**What is required**
Find the line containing "[indicate] the dark". Retype it and every line after it through the end of the entries, exactly as written, with nothing added.

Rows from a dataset
[BEGIN]

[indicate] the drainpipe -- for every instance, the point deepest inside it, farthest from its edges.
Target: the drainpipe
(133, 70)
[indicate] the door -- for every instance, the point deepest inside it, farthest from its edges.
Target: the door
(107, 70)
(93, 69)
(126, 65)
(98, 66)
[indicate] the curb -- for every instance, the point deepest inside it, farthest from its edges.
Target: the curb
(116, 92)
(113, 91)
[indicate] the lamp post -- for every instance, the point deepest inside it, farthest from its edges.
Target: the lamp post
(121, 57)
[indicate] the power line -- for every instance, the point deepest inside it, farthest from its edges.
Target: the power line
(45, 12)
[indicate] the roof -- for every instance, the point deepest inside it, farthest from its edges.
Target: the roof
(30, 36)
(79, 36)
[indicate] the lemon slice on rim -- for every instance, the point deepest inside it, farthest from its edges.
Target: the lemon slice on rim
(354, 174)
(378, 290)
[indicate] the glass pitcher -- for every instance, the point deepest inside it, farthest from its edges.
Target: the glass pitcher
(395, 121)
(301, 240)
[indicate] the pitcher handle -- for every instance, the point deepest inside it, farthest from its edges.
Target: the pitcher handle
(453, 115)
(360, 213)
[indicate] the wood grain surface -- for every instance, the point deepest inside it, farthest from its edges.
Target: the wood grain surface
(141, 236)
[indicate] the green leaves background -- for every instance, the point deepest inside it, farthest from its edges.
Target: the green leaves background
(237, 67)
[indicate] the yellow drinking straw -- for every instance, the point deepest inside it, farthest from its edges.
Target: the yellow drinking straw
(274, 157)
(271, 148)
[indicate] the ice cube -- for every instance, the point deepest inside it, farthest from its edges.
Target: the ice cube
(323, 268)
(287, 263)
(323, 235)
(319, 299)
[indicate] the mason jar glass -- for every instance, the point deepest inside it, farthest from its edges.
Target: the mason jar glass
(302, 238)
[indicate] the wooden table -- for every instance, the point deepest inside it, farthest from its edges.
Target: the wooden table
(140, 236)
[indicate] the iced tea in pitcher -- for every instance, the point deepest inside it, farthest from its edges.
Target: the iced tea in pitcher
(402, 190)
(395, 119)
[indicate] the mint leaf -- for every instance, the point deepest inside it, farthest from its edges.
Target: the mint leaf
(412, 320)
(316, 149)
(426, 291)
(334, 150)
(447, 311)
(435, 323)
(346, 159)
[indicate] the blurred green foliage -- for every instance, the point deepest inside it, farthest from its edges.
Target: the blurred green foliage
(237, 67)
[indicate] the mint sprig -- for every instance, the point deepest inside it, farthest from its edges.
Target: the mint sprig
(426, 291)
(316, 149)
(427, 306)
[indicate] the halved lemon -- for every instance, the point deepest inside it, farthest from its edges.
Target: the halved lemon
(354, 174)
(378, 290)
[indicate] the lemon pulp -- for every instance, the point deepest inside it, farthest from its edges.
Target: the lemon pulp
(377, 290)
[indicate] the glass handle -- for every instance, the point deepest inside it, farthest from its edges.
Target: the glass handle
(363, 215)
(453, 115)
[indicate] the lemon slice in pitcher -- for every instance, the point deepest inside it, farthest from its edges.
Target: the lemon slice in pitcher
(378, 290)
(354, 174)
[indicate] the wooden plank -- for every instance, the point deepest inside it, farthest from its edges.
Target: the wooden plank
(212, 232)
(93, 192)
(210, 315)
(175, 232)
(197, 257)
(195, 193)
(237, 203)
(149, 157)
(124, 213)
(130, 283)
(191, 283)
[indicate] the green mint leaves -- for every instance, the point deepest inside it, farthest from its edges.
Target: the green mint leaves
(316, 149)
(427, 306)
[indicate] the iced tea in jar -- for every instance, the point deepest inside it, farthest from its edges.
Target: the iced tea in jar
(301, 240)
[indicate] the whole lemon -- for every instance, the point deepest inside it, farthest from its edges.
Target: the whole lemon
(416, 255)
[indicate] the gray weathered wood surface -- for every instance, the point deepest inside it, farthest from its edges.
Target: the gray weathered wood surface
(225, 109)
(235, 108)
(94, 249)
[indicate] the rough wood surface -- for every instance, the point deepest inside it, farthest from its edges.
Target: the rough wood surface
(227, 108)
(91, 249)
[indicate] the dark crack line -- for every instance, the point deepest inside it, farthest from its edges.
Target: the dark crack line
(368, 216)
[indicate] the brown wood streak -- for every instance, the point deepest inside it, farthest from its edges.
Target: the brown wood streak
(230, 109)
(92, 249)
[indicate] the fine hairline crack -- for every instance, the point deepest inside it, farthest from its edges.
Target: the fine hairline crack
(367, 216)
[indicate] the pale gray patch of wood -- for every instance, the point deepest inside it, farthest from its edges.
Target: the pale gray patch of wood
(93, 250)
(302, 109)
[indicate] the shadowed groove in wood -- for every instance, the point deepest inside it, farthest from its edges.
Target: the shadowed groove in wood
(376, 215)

[END]

**Expected answer**
[indicate] the dark crack line -- for every instance, the point deepest inside it, farthest from its edges.
Target: the dark crack line
(368, 216)
[indicate] the brown wood streak -- for every instance, the point deepest inside it, farthest from its edges.
Target: the brown wood streak
(230, 109)
(92, 249)
[indicate] the fine hairline crack -- for every instance, the point deepest inside it, farthest from its edges.
Target: the fine hairline crack
(367, 216)
[indicate] the pale gray patch of wood -- for every instance, the point deepest inside it, farthest from its edges.
Target: the pale gray patch of wood
(93, 250)
(302, 109)
[indicate] the shadowed groove in wood -- for every instance, the point deepest inside it, farthest from its edges.
Target: the shadowed groove in wood
(376, 215)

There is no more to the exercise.